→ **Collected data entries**
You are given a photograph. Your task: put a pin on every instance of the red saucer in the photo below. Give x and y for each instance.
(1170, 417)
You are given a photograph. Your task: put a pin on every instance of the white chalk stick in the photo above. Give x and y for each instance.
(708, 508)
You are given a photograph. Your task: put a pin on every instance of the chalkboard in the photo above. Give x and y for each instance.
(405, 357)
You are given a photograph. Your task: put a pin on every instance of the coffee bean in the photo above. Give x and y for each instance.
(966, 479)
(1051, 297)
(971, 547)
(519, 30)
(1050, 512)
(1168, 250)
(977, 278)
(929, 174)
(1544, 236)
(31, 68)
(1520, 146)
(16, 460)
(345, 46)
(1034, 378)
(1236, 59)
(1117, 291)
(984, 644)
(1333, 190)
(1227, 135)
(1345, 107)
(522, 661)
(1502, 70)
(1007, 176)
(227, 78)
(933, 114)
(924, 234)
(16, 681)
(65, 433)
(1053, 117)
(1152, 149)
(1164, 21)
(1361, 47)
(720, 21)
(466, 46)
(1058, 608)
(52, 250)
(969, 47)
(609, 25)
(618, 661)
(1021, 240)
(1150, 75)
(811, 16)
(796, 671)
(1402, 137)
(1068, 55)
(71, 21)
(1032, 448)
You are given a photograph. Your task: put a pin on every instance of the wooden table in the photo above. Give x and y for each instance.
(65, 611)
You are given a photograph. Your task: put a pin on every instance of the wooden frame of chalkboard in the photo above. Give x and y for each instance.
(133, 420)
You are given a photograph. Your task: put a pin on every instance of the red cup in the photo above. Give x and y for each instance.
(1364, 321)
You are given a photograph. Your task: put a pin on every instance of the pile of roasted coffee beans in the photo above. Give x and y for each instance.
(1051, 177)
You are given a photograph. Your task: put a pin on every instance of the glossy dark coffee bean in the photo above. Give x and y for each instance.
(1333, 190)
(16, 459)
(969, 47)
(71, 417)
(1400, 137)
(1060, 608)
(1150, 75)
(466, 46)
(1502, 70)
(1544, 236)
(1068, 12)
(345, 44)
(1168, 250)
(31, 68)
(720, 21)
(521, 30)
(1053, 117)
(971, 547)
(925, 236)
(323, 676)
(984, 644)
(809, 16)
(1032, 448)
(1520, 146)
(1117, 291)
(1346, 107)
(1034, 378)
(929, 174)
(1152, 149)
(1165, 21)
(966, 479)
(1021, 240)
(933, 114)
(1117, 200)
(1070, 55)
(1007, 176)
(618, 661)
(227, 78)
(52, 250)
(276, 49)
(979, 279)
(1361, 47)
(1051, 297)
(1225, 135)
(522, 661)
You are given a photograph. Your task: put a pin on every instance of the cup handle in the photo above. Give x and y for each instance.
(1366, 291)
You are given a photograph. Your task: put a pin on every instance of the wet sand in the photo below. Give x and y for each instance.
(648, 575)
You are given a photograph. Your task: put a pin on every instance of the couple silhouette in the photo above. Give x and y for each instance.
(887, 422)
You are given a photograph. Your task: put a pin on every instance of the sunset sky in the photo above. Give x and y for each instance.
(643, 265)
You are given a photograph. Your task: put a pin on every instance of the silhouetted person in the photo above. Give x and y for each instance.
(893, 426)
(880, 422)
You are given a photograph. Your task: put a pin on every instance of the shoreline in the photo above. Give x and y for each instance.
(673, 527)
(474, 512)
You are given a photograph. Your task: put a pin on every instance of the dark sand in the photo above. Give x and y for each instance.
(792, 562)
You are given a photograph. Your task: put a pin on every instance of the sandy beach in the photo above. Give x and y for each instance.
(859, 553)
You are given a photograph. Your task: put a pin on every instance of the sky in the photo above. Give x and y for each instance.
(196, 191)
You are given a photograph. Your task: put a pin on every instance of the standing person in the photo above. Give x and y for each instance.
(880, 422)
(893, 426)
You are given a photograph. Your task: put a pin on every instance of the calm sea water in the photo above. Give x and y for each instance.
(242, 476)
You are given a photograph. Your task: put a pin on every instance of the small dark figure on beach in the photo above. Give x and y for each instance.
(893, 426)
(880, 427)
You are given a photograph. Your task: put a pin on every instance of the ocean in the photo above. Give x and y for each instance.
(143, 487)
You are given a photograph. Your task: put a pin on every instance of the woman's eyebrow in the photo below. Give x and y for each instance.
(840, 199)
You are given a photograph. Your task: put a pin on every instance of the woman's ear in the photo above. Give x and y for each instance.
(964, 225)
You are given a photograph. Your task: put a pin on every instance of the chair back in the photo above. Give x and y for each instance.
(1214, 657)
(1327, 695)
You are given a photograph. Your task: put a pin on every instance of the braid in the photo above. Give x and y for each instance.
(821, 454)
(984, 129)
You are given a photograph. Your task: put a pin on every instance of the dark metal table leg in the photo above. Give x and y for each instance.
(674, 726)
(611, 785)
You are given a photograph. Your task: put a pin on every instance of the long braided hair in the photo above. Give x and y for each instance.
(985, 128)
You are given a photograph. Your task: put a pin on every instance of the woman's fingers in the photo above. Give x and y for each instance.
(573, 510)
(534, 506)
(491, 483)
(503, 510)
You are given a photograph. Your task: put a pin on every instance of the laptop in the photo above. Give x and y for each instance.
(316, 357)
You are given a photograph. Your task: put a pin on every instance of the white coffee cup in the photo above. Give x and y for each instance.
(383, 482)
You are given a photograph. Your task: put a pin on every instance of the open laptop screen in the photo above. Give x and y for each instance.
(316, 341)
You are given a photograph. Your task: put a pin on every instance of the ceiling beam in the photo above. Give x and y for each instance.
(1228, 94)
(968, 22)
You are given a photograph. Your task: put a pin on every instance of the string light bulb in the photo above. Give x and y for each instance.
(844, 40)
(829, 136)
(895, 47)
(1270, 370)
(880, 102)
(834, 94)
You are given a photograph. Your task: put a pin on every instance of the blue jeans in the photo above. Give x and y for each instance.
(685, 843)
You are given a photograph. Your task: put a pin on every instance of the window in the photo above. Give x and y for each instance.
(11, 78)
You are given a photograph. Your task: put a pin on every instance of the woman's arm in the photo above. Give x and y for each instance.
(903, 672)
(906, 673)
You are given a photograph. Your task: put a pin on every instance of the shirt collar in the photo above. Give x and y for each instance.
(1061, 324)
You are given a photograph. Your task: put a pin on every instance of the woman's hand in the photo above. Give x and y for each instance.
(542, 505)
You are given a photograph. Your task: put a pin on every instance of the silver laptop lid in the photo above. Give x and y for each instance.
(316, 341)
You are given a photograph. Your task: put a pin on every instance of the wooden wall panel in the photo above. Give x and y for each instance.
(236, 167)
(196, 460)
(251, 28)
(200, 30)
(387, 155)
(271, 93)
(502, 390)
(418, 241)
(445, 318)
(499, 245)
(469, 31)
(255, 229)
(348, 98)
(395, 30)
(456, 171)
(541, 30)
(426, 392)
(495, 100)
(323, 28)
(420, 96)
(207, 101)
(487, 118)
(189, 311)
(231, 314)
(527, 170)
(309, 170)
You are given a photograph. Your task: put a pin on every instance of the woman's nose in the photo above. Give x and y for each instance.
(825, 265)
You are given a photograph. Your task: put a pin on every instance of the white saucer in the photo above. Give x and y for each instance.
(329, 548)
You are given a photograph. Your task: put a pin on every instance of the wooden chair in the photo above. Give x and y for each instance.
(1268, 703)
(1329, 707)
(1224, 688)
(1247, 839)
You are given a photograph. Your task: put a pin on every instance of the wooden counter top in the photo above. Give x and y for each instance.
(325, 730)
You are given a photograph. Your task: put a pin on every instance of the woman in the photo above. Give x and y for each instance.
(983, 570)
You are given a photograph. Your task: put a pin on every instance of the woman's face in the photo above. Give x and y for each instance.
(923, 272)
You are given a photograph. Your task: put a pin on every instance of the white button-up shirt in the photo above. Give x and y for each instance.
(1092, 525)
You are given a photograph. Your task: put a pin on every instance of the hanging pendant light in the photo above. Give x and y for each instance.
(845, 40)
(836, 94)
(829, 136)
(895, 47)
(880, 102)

→ **SHORT PROBLEM**
Find the line that contains "the white saucer" in the listing above. Retype it and every line after it up to the last, exactly, and nothing else.

→ **SOLUTION TO THIS PROBLEM**
You are given a photograph. Your task: put a pin on every instance of the white saucer in the photo above. Give x and y for each instance.
(329, 548)
You are given a photograph. Your task: put a pin on every instance of the wooden chair in the photo above. Give x and y for each instance.
(1268, 703)
(1329, 707)
(1224, 688)
(1247, 839)
You are given a photograph. Your task: put a pin on every instance of the wooden counter top in the photo above. Give x and y for each instance.
(325, 730)
You are given a photograph. Your task: put a pin on every instance of the woman in the photo above. Give x and y for each instance.
(983, 570)
You are given a photograph. Your task: put a pin on every instance of the woman's face in the photo above. Give x and y for each instance.
(923, 272)
You are given a photograph. Your task: put a pin on every instance of the white button-up shirt in the photo above. Give x and y for each instance.
(1092, 525)
You are given a photograph. Your task: put a pin on every instance of the hanging pendant light in the photo above. Give x and y for each instance.
(845, 40)
(836, 94)
(829, 136)
(895, 47)
(880, 102)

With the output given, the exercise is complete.